**Data provided**
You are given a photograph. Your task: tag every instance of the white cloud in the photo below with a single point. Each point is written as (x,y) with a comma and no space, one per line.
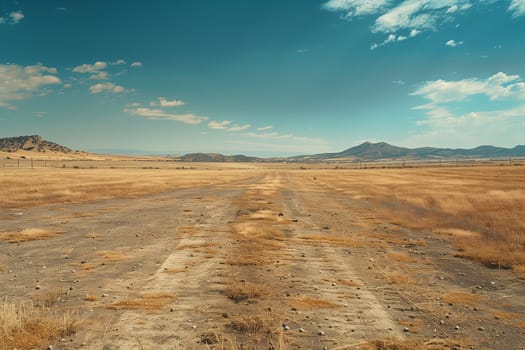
(391,38)
(99,76)
(158,114)
(500,86)
(19,82)
(356,7)
(517,7)
(407,18)
(227,125)
(15,17)
(165,103)
(453,43)
(419,15)
(239,127)
(108,87)
(91,68)
(279,136)
(470,127)
(219,125)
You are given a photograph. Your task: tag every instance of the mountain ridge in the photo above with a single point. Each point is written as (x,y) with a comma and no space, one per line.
(32,143)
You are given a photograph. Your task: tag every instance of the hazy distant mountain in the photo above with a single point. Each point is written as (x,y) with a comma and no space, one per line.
(34,143)
(383,150)
(215,157)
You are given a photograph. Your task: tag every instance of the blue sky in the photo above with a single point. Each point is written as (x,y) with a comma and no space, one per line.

**Problem to work on**
From the line that contains "of the mountain" through the last line of the records above, copy every line exactly and leave out the rest.

**Output for this task**
You are given a photograph. Your task: tag every instance of the mountain ridge in the photo above with a single point. Each point is written as (x,y) with a comma and no space, one per line.
(32,143)
You are given a photograph. Your task: tag every instance of the hazy distant mountain in the photo above with a single point. Each point is written as (x,y) with a comma and no space, one per line.
(34,143)
(383,150)
(215,157)
You are given a photograph. Your task: tag every instance of the blue sky in the photo above with a single point. Each point is written as (x,y) with a comma and no space, one per line.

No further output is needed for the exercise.